**Work to do:**
1 - Copy out the Java threading explanation word for word, from the words containing "In order for" through the words ending with "whenever it starts.".
2 - Extend the explanation of Java threads and the run() method past its final sentence.

You are getting the "not reachable" error because JoinT1T2T3#run() is never called anywhere.


To Reach JoinT1T2T3#run()

In order for a run() method to be called, an object of its containing class should be explicitly passed to a Thread at construction-time using Thread#(Runnable). For example:

Thread t = new Thread(new JoinT1T2T3());

Now, Thread t will call JoinT1T2T3#run() whenever it starts.


To Run t

Even if t is a daemon, it must still be start()'ed just like any other Thread, or else it will not run. (and thus JoinT1T2T3#run() will never be called) So you need to do this:

Thread t = new Thread(new JoinT1T2T3());
t.setDaemon(true);
t.start();

explaining "daemon" threads

Generally speaking, in Java the only functional difference between a deamon Thread and a non-daemon Thread is that "the Java Virtual Machine exits when the only threads running are all daemon threads" (source). Other than that, a daemon Thread behaves exactly like a non-daemon Thread, syntax and all. It must still be constructed with a Runnable and start()'ed, just like any other Thread.

**Given data:**
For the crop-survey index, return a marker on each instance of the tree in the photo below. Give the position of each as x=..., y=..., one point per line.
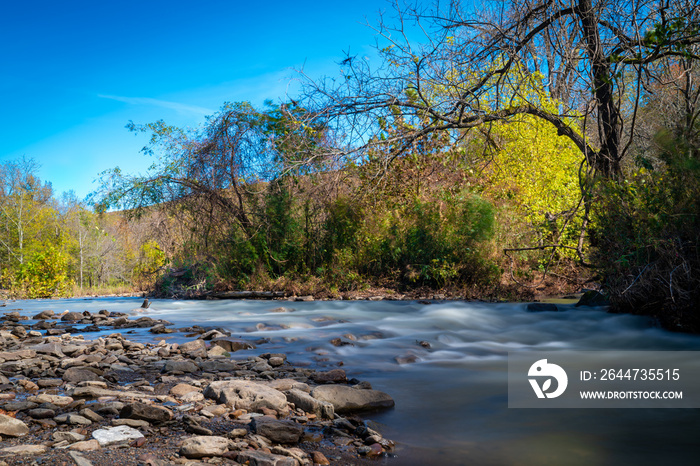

**Final results:**
1 -
In order for a run() method to be called, an object of its containing class should be explicitly passed to a Thread at construction-time using Thread#(Runnable). For example:

Thread t = new Thread(new JoinT1T2T3());

Now, Thread t will call JoinT1T2T3#run() whenever it starts.

2 -
However, because a daemon thread may be abruptly terminated when the JVM exits, daemons should be used sparingly. In particular, daemons should not be used for any I/O or resource cleanup. "Normal" guarantees about stuff like finally blocks and stack unwinding don't necessarily apply to daemon threads--if the JVM decides to exit, all daemons are immediately abandoned. (source)

Java daemons should be used only for background housekeeping, bookkeeping, metrics, non-critical monitoring, etc.